(Stated problem): Transcribe the lines below character for character, from the line containing "Objective — one dot per instance of the overcast" through the line containing "[[332, 694]]", both included.

(The data):
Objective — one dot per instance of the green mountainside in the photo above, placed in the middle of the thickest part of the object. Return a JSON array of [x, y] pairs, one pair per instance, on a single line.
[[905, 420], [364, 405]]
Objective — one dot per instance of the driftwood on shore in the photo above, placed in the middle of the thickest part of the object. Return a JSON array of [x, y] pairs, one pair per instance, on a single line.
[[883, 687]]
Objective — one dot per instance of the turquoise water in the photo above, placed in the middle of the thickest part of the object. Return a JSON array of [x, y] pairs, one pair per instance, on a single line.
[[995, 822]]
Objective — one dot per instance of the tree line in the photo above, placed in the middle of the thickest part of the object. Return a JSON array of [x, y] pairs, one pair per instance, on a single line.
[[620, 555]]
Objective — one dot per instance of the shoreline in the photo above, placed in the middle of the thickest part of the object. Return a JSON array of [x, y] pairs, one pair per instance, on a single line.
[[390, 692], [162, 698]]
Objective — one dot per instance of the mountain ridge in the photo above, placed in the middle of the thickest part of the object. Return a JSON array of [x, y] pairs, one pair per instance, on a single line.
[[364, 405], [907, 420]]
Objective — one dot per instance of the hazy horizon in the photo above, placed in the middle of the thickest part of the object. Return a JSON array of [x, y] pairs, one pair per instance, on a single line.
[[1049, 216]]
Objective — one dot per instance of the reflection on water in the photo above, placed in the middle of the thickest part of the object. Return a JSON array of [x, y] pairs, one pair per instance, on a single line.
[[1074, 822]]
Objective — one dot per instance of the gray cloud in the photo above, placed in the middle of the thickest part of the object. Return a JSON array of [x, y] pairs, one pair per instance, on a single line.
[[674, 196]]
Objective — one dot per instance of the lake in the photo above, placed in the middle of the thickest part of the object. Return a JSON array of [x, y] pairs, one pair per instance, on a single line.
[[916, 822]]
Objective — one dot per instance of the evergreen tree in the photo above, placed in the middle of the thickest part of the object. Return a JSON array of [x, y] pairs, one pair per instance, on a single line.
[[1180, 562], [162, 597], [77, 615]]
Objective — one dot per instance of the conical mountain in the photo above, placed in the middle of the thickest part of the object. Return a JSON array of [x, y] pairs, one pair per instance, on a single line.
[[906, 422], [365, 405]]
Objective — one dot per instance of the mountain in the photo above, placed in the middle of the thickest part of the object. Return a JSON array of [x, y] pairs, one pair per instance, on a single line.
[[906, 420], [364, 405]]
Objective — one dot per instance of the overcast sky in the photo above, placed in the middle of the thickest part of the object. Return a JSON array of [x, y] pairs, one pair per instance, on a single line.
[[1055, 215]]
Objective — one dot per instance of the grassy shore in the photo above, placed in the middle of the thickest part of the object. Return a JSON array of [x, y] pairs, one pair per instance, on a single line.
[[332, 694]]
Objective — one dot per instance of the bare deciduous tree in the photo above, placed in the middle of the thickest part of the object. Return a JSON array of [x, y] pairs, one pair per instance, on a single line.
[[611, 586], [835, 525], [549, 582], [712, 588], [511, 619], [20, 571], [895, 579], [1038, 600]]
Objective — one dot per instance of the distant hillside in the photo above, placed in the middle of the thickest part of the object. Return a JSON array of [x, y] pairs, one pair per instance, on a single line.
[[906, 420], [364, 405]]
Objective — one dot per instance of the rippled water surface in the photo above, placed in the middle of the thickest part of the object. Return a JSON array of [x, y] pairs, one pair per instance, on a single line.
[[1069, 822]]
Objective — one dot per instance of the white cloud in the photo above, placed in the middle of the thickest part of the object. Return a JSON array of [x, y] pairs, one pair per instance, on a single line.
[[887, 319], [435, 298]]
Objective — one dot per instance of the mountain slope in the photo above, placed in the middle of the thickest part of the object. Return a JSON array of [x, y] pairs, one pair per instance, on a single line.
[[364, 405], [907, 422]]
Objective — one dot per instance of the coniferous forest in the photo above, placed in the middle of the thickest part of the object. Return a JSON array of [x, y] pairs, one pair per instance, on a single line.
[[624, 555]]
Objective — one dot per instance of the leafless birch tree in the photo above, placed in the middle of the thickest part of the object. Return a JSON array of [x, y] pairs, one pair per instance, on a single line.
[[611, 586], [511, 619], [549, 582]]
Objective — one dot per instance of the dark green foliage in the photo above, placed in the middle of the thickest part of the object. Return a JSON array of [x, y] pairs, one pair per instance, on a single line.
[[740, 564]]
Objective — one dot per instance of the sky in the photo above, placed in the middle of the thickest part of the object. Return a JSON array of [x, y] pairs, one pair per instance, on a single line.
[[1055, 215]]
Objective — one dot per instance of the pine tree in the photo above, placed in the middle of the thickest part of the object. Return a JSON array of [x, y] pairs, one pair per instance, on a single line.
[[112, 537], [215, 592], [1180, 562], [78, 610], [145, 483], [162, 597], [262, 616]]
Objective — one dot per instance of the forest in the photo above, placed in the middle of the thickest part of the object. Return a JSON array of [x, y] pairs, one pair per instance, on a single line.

==

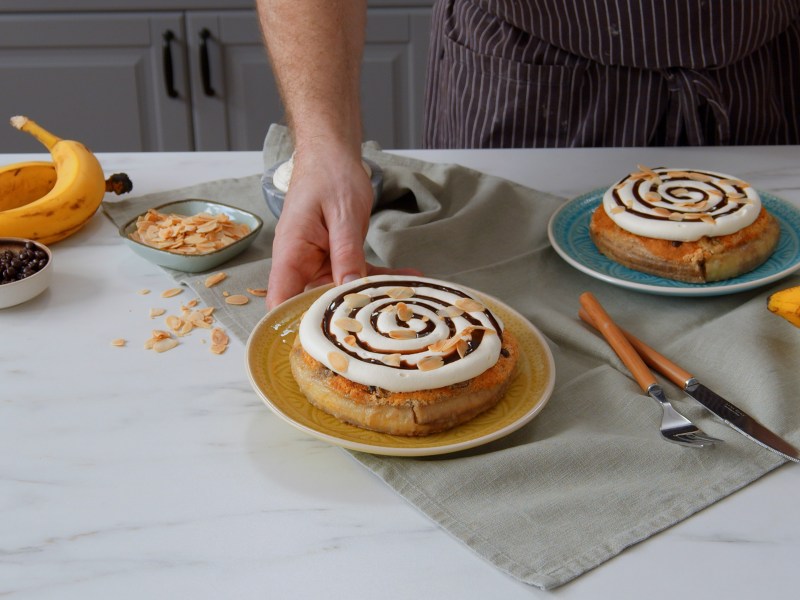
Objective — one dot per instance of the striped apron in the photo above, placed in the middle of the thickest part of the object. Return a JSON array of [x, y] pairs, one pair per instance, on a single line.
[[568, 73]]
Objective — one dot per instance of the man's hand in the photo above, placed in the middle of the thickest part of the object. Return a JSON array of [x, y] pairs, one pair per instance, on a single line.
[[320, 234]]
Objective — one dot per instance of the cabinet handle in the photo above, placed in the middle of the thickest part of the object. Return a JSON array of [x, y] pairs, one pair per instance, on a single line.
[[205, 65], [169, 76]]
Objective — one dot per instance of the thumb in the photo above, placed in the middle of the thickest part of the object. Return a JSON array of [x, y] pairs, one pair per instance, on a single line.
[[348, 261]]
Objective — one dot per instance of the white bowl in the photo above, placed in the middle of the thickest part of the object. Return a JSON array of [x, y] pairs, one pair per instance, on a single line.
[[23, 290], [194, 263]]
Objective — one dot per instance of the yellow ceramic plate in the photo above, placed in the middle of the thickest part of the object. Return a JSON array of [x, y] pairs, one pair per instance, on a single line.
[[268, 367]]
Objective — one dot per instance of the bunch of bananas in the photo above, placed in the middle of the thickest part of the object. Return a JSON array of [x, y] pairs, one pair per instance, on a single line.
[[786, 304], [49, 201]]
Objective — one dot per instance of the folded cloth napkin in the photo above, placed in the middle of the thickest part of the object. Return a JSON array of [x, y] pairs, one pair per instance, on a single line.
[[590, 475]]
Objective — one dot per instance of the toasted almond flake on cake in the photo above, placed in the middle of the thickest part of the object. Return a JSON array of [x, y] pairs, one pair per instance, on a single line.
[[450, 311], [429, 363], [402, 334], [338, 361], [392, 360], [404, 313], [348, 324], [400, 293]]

(The output):
Objective — one dot per instance of the overcast sky in the photo above, placed in the middle of the thickest part of the object. Return a JSON array of [x, y] pairs, one pair per instance, on a single line.
[[1055, 215]]
Objective — one dot per instance of the grassy shore in the photo above, placed in the middle of the thickest part of the object. Return a JSON array of [x, y] pairs, one pair per instance, on a single line.
[[332, 694]]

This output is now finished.